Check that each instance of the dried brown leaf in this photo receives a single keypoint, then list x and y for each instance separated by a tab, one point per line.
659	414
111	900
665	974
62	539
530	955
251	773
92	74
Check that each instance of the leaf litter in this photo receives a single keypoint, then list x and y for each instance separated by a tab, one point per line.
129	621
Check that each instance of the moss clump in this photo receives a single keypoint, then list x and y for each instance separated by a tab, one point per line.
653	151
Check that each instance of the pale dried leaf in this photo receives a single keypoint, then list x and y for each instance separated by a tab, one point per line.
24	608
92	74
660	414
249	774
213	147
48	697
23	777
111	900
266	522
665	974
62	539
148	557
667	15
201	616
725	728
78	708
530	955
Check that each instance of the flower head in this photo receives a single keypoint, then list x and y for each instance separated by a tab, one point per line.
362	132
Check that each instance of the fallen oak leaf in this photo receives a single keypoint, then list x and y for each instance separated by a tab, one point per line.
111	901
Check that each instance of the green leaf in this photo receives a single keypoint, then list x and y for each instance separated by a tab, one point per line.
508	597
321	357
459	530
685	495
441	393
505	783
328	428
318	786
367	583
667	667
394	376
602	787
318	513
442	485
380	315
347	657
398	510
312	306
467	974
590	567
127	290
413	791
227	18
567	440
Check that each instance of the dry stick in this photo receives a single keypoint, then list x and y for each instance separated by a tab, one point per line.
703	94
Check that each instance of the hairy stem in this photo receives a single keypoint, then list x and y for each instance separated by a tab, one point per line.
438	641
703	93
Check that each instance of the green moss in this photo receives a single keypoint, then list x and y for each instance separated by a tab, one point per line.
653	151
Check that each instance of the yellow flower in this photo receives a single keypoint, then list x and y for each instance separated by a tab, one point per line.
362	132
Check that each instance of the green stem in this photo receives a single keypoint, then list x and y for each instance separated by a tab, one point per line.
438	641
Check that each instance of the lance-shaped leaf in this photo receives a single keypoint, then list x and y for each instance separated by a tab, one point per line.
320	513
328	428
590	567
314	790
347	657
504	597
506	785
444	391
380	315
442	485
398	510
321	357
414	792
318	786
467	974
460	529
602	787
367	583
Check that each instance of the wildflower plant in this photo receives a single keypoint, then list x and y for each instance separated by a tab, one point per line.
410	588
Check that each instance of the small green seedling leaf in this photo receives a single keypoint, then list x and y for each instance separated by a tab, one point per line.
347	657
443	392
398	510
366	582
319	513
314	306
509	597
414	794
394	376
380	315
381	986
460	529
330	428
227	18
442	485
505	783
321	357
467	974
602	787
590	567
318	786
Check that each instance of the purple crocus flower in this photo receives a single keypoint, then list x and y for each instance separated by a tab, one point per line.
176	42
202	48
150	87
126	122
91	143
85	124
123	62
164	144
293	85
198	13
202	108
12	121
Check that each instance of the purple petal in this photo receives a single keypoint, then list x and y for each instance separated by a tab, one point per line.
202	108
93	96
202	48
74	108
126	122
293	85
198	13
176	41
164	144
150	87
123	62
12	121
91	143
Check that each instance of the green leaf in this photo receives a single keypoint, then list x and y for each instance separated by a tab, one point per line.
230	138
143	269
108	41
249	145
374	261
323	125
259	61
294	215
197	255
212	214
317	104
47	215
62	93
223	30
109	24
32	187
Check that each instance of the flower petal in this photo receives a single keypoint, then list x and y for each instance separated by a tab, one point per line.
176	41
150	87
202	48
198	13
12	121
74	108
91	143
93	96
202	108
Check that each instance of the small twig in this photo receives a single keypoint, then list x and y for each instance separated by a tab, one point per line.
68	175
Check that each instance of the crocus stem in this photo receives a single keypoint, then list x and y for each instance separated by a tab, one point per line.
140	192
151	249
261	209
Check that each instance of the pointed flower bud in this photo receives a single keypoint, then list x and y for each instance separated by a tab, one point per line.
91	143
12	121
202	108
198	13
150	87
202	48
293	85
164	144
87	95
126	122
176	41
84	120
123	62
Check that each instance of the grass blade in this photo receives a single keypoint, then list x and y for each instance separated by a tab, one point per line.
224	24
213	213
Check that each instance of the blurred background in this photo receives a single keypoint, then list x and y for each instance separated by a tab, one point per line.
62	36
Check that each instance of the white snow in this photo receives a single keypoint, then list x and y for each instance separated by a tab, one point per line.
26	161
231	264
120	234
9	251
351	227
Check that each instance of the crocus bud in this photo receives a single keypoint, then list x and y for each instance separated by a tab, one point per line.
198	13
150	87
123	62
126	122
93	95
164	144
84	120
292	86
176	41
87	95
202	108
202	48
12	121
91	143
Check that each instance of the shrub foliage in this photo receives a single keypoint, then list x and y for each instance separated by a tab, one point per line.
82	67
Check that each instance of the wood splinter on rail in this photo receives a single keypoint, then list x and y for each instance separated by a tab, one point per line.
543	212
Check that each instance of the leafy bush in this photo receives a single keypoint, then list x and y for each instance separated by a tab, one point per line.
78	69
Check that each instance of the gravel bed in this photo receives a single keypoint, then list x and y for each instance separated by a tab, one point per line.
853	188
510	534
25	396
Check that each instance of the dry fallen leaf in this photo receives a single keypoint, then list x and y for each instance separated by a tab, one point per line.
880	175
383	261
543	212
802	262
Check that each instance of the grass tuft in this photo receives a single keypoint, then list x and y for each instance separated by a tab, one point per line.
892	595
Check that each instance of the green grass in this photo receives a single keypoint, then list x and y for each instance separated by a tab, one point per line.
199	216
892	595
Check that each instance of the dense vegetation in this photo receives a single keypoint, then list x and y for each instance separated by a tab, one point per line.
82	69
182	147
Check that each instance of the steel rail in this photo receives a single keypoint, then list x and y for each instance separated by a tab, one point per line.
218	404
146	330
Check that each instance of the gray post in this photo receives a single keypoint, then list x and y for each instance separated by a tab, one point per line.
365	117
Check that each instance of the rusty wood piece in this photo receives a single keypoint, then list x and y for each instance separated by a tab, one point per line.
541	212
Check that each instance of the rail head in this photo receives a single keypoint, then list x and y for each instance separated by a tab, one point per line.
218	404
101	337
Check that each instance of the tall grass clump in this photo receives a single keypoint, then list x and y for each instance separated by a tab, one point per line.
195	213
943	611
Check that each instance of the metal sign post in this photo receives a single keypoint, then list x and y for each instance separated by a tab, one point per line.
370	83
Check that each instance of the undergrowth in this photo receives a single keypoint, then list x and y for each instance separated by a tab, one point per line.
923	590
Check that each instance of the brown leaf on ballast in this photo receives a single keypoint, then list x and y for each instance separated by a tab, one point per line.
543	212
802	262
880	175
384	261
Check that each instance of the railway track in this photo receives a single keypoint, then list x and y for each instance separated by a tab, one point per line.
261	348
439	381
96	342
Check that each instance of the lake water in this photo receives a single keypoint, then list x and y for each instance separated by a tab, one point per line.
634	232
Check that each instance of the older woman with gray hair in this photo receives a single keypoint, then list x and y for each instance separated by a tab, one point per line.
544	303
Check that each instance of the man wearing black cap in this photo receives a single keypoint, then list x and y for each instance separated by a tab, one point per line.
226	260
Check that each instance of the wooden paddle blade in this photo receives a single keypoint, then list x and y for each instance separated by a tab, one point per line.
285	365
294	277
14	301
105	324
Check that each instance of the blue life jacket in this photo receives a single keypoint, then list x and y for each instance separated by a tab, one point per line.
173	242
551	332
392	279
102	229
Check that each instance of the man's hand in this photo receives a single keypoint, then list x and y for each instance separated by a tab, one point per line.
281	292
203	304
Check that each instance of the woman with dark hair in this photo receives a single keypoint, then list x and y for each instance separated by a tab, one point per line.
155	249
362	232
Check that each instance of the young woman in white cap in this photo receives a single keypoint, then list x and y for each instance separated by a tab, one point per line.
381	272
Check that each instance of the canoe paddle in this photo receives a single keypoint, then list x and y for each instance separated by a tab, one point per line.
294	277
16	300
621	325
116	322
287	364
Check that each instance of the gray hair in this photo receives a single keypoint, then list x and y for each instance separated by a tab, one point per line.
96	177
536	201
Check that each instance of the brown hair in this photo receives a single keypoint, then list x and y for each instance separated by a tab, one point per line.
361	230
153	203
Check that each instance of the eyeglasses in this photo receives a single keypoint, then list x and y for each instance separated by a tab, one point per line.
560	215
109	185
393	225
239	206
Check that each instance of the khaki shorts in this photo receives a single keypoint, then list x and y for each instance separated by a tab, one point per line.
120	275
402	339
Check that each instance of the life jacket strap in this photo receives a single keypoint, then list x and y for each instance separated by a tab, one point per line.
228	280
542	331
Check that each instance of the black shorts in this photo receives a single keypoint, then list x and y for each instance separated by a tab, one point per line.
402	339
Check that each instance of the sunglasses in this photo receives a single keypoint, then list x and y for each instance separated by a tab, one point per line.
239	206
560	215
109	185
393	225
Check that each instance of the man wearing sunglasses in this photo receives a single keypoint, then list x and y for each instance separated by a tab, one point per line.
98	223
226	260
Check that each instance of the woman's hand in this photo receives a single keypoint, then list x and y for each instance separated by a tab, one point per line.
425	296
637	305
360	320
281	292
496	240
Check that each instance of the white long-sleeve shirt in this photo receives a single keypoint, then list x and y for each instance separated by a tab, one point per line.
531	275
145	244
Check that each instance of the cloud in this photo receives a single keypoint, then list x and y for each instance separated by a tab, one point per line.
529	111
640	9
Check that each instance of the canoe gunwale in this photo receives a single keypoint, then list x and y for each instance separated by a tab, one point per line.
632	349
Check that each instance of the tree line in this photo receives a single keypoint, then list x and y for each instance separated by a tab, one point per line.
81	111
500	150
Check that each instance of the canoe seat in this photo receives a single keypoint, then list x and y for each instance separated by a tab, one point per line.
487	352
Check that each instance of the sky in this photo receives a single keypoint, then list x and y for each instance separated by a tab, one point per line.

> YOUR GOAL
Everything from the line containing "Check that each instance of the black" to the end of the data above should be quoted exactly, please, both ends included, and nothing outside that span.

> WRITTEN RESPONSE
Check that each instance of the black shorts in this photo receives a single keypoint, then list x and y for each instance separated by a tab, one point per line.
402	339
Check that each instance of the sunglasses in this photo receives a single keypoint, then list x and y for each instance separated by a tab, one point per line.
239	206
560	215
109	185
393	225
Check that each instance of the man wearing sunglasses in this photo receives a single keypoint, then list x and y for each instance separated by a tab, one point per line.
98	223
226	260
Check that each instance of the woman's hand in this photo receives a single keypoint, then list x and y for each instance separated by a tab, one point per line.
425	296
637	305
360	320
281	292
496	240
Check that each instance of the white long-sleeve shirt in this photo receives a single keypoint, then list x and y for each instance separated by a tab, one point per line.
531	275
145	244
Check that each instance of the cloud in this photo receives a single keypoint, then list x and y for each instance separated by a tab, one point per line.
529	111
640	9
Check that each instance of the canoe gunwale in this photo receives a single keypoint, then list x and y for each instance separated by a tab, one point per line.
632	349
Check that each instance of the tree line in this photo receives a single keypoint, then list x and y for each instance separated by a tab, one point per line.
81	111
500	150
Check that each instance of the canoe seat in this photo receives a single keypoint, then list x and y for each instance separated by a tab, one point per line.
487	352
Check that each instance of the sky in this photo receives a single keypoint, then list x and y for each instance separated by a tab, one point per line.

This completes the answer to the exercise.